* [TEXTO APRESENTADO]:
+++

Candidato à reeleição, o prefeito de Manaus, David Almeida (Avante), é investigado pela PF por suspeita de receber propina para favorecer uma empresa em licitações. O dinheiro teria sido entregue a Dulce Almeida, irmã do prefeito e secretária municipal de Educação
Um relatório do MPF (Ministério Público Federal), ao qual o UOL teve acesso, aponta propina de R$ 100 mil. O montante teria sido entregue à irmã do prefeito por José Antonio Marques, sócio da Tumpex, empresa que faz a coleta do lixo em Manaus.
Em troca, o empresário teria recebido ajuda para vencer uma licitação de R$ 6 milhões para a Secretaria Municipal de Infraestrutura. Tratava-se de uma compra de sacos de ráfia, usados para transportar pedras, areia, entulho e outros materiais.
“Nesta conversa, o investigado [José Antonio] afirmou que teria entregado R$ 100.000,00 (cem mil reais) para Dulcineia Ester Pereira de Almeida, atual secretária municipal de Educação de Manaus e irmã do prefeito de Manaus/AM, David Almeida, por possíveis favorecimentos em licitações.”

+++

* [SEÇÃO DE DADOS]:
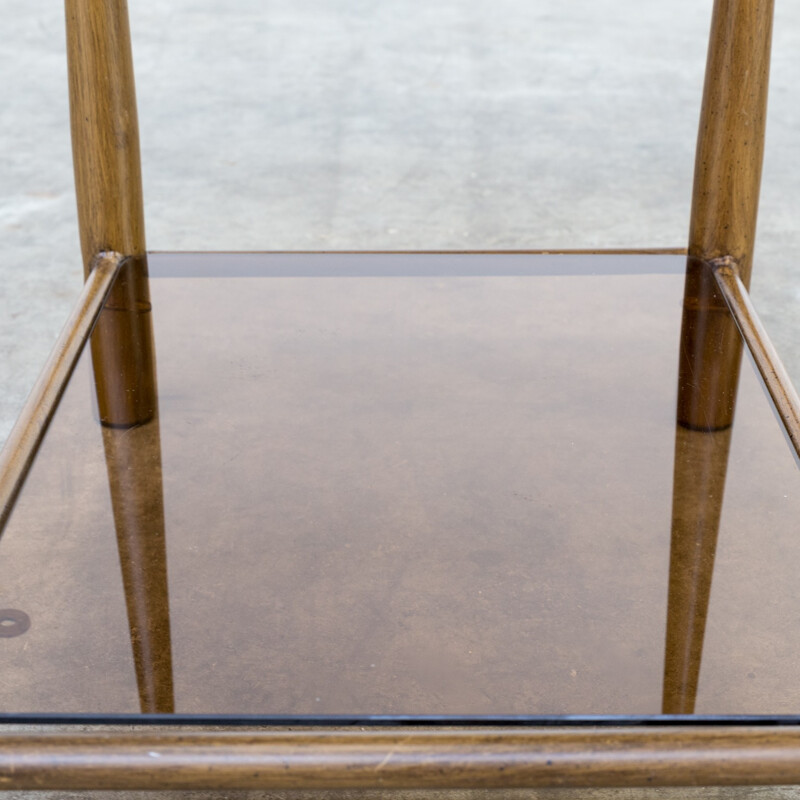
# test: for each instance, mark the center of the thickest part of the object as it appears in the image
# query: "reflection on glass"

+++

* [REQUISITOS DO EXERCÍCIO]:
1: No texto sobre a investigação do prefeito de Manaus, qual é o valor da licitação para a Secretaria Municipal de Infraestrutura?
2: Prossiga o texto sobre a investigação do prefeito de Manaus a partir da última frase apresentada.
A listagem constitui material independente do texto sobre a investigação do prefeito de Manaus.

* [CONJUNTO DE RESPOSTAS]:
1: R$ 6 milhões.

2:
Trecho do relatório do MPF

Imagem: Reprodução Instagram
Áudios apontam vazamento de informação privilegiada
José Antonio teria se encontrado pessoalmente com o prefeito no Hotel Cassina, quando ouviu que sua situação seria resolvida. A informação consta no relatório ao qual o UOL teve acesso e foi obtida pelos agentes da PF por meio de interceptação telefônica.
Em ligação em 24 de março de 2022, o sócio da Tumpex mencionou a outro empresário que teria recebido informação privilegiada. Os investigadores citam que o número de lotes da licitação era de conhecimento de José Antonio muito antes da publicação do edital, o que viria a ocorrer em 4 de abril.
A geolocalização dos celulares mostra que José Antonio esteve no mesmo lugar que o marido da sobrinha do prefeito. Pedro Thadeu de Moura é suspeito de fazer parte do suposto esquema. Ele é gerente de um banco onde o sócio da Tumpex “efetuava saques em espécie” com frequência.
A Prefeitura de Manaus informou que o Hotel Cassina é um prédio da administração municipal. Alegou que várias reuniões ocorrem no local e que o empresário nunca venceu licitações.
Pedro Thadeu de Moura não foi encontrado. O espaço está aberto a manifestações. O texto será atualizado em caso de posicionamento.
“O investigado [José Antonio] confirmou que teria participado de uma reunião com o prefeito de Manaus no Hotel Cassina e [entrado] num lote de areia e num lote de brita, se referindo a licitações para o fornecimento destes materiais.”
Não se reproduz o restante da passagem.